▶ **WHAT TO DO**
Starting at the line with "thinking out loud here… where exactly is the hairy" and going on through the line with "thinking out loud here… where exactly is the blurred", reproduce each line in the records below exactly and nothing more.

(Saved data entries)
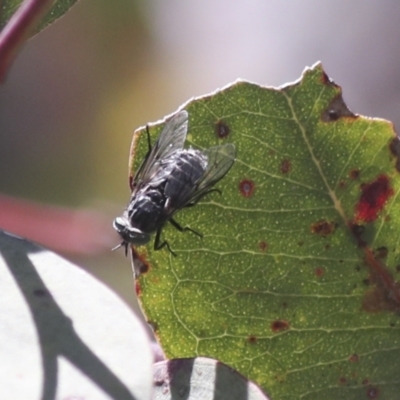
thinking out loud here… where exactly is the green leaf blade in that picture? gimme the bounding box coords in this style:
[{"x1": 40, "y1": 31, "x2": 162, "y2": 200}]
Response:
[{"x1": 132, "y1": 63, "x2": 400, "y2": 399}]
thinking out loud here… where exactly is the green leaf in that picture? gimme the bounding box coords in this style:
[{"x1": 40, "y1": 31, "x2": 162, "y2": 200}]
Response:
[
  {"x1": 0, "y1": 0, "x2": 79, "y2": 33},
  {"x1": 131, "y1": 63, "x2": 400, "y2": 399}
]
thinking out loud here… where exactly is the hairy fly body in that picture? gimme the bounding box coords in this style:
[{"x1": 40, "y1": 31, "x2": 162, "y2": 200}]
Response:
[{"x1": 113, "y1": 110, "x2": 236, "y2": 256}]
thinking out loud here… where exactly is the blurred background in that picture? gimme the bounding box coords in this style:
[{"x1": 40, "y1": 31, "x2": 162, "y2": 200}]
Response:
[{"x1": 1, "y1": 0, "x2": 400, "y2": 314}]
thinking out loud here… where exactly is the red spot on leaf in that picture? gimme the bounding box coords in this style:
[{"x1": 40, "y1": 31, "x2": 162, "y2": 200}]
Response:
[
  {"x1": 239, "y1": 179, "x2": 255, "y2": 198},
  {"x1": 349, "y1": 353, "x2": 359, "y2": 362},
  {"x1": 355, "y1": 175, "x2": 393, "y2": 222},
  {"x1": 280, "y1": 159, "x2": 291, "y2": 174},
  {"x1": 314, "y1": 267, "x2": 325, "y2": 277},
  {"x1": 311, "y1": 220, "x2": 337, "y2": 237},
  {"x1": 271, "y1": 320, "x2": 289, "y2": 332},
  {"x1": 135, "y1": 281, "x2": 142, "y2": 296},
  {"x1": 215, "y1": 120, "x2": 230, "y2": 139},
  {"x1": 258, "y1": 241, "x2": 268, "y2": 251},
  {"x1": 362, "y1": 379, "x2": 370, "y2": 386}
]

▶ **ANSWER**
thinking out loud here… where exactly is the hairy fly body in that picture? gimme the bounding box coords in this style:
[{"x1": 40, "y1": 31, "x2": 162, "y2": 200}]
Response:
[{"x1": 113, "y1": 110, "x2": 236, "y2": 256}]
thinking out loud here… where exactly is the blurred background in that picture? gimme the bounding box coords in this style:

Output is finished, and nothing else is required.